[Goal of the exercise] Here is the task for the records below: repeat exactly the lines from the one with "[locate] the gray concrete" to the one with "[locate] the brick", both included, and nothing else.

[Data under study]
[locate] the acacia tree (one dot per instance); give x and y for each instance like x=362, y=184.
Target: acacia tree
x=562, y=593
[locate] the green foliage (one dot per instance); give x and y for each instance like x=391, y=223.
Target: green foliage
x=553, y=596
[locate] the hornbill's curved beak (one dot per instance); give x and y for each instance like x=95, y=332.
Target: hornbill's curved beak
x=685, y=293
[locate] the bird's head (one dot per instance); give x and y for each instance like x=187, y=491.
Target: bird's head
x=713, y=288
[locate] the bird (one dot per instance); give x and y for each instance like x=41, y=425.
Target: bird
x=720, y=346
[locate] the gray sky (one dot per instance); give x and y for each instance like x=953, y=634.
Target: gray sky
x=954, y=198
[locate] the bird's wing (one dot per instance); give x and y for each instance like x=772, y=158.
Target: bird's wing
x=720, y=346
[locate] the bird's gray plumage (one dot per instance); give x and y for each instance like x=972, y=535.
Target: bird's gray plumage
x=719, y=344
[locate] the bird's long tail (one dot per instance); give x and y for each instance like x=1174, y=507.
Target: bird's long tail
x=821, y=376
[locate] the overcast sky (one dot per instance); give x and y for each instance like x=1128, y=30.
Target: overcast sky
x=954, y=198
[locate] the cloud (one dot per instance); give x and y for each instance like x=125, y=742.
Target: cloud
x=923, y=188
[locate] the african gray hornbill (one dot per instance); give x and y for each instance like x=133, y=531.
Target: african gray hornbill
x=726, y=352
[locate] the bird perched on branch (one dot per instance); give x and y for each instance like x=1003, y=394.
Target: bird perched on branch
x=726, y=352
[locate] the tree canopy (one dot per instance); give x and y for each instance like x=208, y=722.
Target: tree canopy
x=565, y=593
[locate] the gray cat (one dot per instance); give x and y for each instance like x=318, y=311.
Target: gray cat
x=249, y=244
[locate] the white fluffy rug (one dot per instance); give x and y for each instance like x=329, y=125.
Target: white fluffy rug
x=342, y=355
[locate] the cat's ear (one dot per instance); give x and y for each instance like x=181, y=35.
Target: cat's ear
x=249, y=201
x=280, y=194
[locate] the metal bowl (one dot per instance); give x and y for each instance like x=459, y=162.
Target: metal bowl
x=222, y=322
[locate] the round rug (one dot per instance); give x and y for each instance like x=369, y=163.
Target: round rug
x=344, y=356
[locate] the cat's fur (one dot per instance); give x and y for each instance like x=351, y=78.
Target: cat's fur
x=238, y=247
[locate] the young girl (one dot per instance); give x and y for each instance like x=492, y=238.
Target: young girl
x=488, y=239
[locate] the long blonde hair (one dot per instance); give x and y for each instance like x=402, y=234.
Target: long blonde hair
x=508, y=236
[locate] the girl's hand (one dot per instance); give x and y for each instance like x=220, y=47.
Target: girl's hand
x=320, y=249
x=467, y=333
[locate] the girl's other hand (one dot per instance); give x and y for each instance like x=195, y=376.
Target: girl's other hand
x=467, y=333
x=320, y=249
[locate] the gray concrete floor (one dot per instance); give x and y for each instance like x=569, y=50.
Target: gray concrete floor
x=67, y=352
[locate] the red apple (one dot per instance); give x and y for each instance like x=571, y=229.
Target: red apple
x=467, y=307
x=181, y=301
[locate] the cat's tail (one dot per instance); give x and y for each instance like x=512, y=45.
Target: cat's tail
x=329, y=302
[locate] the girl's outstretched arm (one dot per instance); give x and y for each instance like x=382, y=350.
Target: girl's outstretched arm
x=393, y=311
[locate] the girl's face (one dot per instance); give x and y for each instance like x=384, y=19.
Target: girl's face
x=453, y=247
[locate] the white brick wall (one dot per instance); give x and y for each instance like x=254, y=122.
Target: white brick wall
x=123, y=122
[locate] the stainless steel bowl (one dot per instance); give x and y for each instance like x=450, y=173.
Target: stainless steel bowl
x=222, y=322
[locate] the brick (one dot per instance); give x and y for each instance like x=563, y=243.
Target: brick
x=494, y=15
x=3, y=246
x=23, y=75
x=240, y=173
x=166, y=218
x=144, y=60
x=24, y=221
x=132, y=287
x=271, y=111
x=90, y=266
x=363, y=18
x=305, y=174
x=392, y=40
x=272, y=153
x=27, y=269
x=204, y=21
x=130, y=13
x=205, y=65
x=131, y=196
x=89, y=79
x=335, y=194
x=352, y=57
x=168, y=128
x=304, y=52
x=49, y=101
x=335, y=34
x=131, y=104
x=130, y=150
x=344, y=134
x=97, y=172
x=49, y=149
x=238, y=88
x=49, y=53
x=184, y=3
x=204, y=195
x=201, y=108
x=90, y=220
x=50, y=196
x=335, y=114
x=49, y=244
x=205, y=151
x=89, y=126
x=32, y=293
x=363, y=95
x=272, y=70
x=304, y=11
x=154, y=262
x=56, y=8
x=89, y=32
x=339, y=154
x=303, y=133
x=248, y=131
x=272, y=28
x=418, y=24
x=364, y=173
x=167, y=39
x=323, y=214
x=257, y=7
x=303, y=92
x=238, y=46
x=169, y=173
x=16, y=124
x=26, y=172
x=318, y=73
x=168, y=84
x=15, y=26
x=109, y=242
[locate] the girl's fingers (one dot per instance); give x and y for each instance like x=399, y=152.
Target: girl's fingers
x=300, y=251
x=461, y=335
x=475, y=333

[Result below]
[locate] the gray concrete floor (one dot per instance); give x and y for each instance like x=569, y=50.
Target: gray concrete floor
x=67, y=352
[locate] the red apple (one dot per instance); give x and y for each instance like x=571, y=229.
Target: red apple
x=467, y=307
x=181, y=301
[locate] the cat's tail (one dot per instance); give x and y for each instance like x=512, y=45.
Target: cat's tail
x=329, y=302
[locate] the girl's outstretched arm (one dot per instance); give x and y for each instance like x=382, y=350.
Target: girl's outstretched arm
x=393, y=311
[locate] the girl's face (one dot per instance); give x and y for each instance like x=384, y=19.
Target: girl's face
x=453, y=247
[locate] the white brick wall (one dot per instance); give x and y for each instance like x=254, y=122.
Target: white brick wall
x=123, y=122
[locate] the stainless steel bowl (one dot per instance); give x and y for each instance like x=450, y=173.
Target: stainless steel bowl
x=222, y=322
[locate] the brick (one dot per instance); give x and y for each instance like x=563, y=243.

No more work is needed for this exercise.